> **Selected passage**
----------------
The time use domain framework is based on the Social Theory of Time, and is comprised of four dimensions: time, timing, tempo, and temporality. The time dimension includes indicators that capture the amount of time spent on specific activities. Indicators in the timing dimension look at when activities occur during the day. This is related to how much “control” Canadians have over their time. Tempo focuses on how time is experienced in terms of pace (fast, slow, intense, relaxed, etc.). Finally, temporality refers to the natural rhythms associated with daily, weekly, or annual routines that are largely dependent on biological or seasonal changes. Taken together, these four dimensions allow us to gain a broader perspective of the experience, meaning, and complexity of time.
Indicators in the Time dimension show how much time Canadians spend each day on specific activities that may be beneficial (or detrimental) to wellbeing. This also helps us to identify how time use differs between groups based on factors such as gender, age, or socioeconomic status.
The indicators in the Timing dimension look at when activities occur during the day, and how easy or difficult it might be for Canadians to schedule activities like work, leisure, meals, or volunteer commitments. Having some control over the timing of daily activities is known to contribute to a person’s overall quality of life.
Indicators in the Tempo dimension focus on the pace of activities, and whether it is experienced as fast, slow, relaxing, or stressful. Tempo is often dependent on the number of commitments and responsibilities in a person’s life, and whether they feel they have enough time for all of them. The tempo of activities can be a major contributor to feelings of work-life balance or stress.
Indicators in the Temporality dimension focus on the natural rhythms associated with time such as circadian (sleep/wake) rhythm, transitions from day to night, and activities associated with the changing of the seasons.
----------------
Natural-language object grounding data
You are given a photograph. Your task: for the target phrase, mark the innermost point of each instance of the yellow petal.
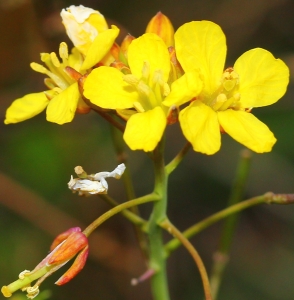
(61, 109)
(247, 130)
(125, 113)
(184, 89)
(145, 130)
(75, 59)
(26, 107)
(200, 126)
(263, 78)
(100, 47)
(151, 48)
(106, 88)
(202, 45)
(162, 26)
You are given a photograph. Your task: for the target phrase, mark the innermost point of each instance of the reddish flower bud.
(162, 26)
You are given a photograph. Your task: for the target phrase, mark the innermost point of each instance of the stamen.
(23, 274)
(33, 291)
(49, 83)
(58, 81)
(166, 89)
(146, 71)
(55, 59)
(39, 68)
(131, 79)
(138, 107)
(63, 52)
(220, 100)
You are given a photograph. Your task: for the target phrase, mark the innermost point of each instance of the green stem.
(135, 219)
(117, 209)
(119, 146)
(186, 243)
(176, 161)
(21, 283)
(157, 260)
(220, 258)
(269, 198)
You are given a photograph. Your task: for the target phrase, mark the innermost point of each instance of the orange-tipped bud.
(177, 70)
(121, 67)
(125, 46)
(76, 267)
(173, 115)
(66, 245)
(162, 26)
(74, 243)
(63, 236)
(75, 75)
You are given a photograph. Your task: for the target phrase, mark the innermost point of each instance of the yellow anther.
(220, 100)
(33, 292)
(38, 68)
(229, 84)
(57, 90)
(49, 83)
(138, 107)
(143, 88)
(230, 79)
(146, 71)
(6, 292)
(63, 51)
(131, 79)
(54, 59)
(166, 89)
(23, 274)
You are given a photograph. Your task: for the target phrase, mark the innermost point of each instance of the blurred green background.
(37, 159)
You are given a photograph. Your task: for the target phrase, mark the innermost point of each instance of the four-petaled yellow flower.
(144, 90)
(257, 79)
(89, 32)
(63, 95)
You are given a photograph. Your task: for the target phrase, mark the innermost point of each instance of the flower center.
(151, 87)
(227, 95)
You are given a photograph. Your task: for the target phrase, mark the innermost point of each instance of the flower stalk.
(269, 198)
(221, 257)
(157, 260)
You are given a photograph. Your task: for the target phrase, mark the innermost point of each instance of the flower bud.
(162, 26)
(82, 25)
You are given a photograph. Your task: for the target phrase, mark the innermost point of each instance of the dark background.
(38, 157)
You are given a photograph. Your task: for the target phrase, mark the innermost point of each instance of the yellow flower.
(89, 32)
(257, 79)
(63, 97)
(143, 90)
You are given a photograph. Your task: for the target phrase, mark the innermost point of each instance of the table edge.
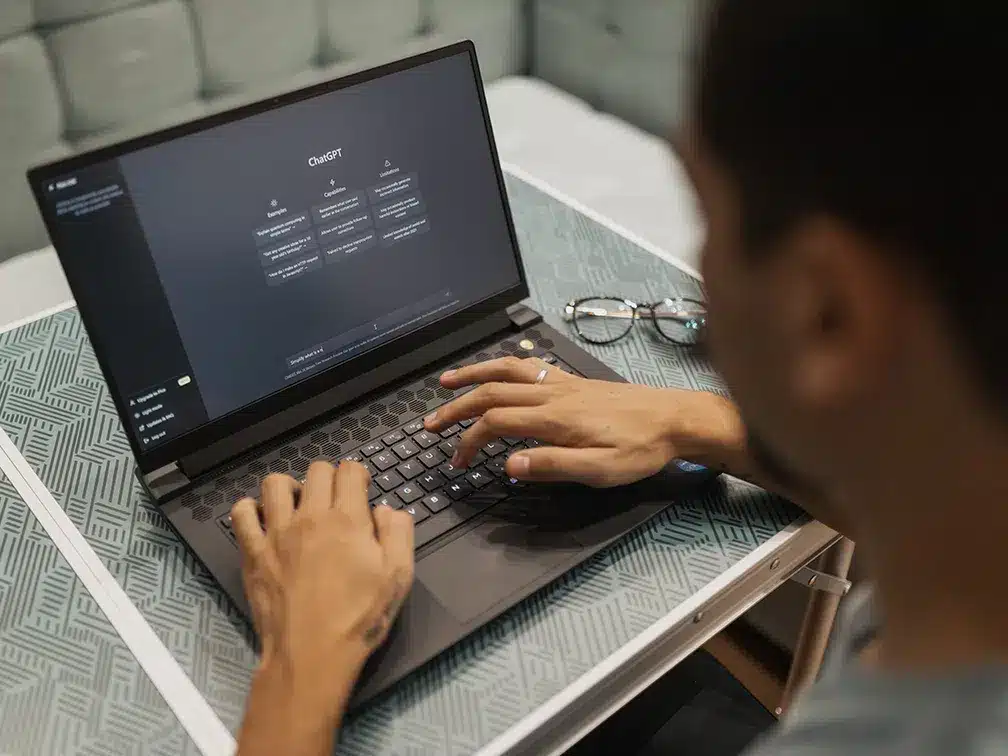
(531, 734)
(603, 220)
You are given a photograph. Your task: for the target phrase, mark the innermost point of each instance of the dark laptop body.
(284, 282)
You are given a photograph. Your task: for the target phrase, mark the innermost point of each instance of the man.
(850, 156)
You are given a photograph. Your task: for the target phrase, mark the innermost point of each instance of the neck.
(936, 540)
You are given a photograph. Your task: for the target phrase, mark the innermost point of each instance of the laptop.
(285, 281)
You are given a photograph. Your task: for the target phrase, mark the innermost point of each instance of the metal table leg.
(829, 584)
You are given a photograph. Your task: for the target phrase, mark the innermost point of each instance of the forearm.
(295, 717)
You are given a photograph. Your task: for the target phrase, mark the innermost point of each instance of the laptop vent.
(339, 437)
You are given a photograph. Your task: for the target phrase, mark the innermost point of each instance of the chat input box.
(294, 269)
(273, 255)
(351, 247)
(283, 229)
(342, 204)
(404, 231)
(392, 187)
(396, 210)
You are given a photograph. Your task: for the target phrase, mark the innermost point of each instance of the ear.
(845, 311)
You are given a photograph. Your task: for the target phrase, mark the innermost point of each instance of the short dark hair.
(884, 114)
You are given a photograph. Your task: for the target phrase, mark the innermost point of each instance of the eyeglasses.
(603, 320)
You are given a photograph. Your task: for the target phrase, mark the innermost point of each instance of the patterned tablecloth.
(69, 684)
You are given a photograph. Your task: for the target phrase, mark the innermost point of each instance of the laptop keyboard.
(409, 469)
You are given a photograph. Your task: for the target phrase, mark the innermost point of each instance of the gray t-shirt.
(852, 710)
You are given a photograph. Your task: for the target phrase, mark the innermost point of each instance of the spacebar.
(456, 514)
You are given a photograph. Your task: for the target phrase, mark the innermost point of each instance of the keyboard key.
(451, 430)
(409, 470)
(389, 500)
(435, 502)
(459, 490)
(431, 480)
(384, 461)
(492, 449)
(453, 516)
(478, 478)
(388, 481)
(425, 438)
(451, 472)
(418, 512)
(431, 458)
(372, 449)
(409, 493)
(394, 437)
(405, 450)
(496, 466)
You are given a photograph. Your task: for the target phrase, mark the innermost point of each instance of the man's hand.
(600, 433)
(325, 580)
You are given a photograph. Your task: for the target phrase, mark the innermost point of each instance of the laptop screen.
(228, 264)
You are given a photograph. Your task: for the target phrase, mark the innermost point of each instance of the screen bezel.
(241, 418)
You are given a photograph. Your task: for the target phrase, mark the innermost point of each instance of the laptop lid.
(229, 268)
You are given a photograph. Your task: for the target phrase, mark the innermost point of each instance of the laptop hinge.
(163, 481)
(523, 317)
(300, 416)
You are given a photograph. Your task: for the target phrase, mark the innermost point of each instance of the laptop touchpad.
(489, 563)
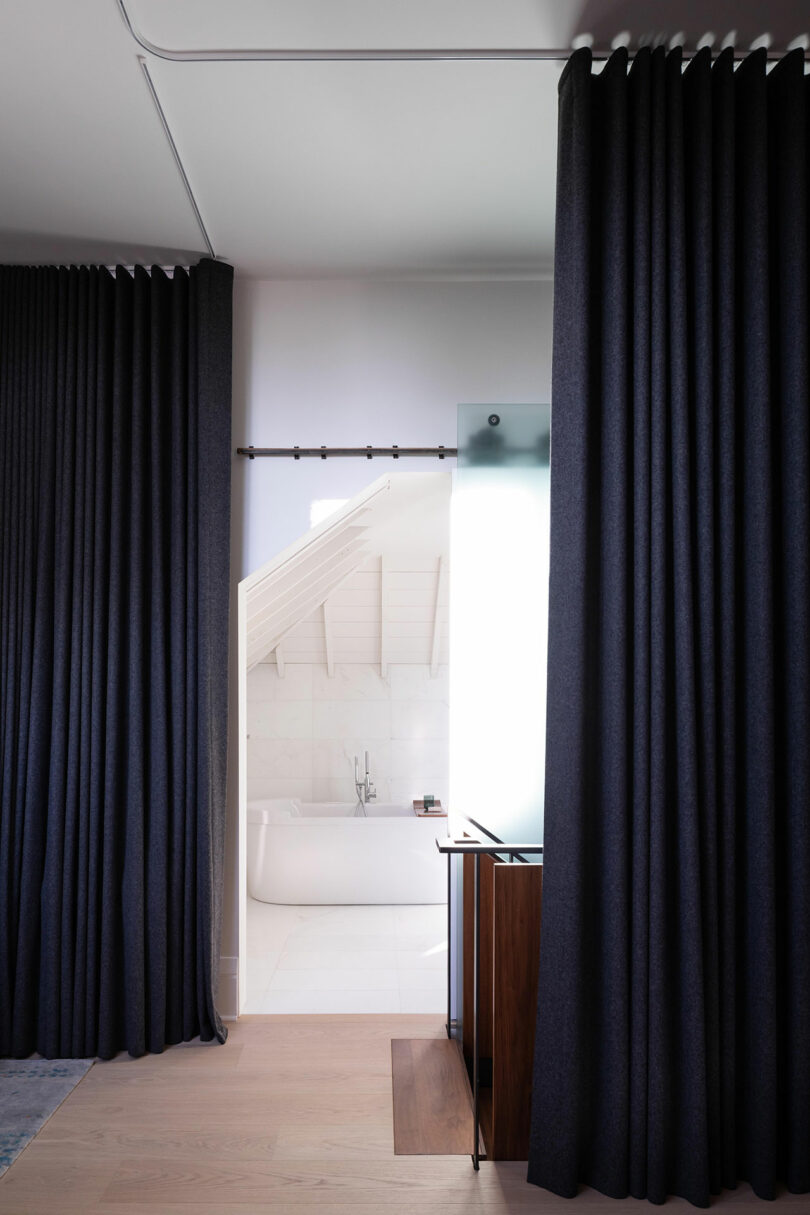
----------------
> **Exercise directions**
Rewrite the time use passage from "Indicators in the Temporality" to "of the seasons.", changing "seasons" to "weather". Rely only on the time use passage.

> **Written answer**
Indicators in the Temporality dimension focus on the natural rhythms associated with time such as circadian (sleep/wake) rhythm, transitions from day to night, and activities associated with the changing of the weather.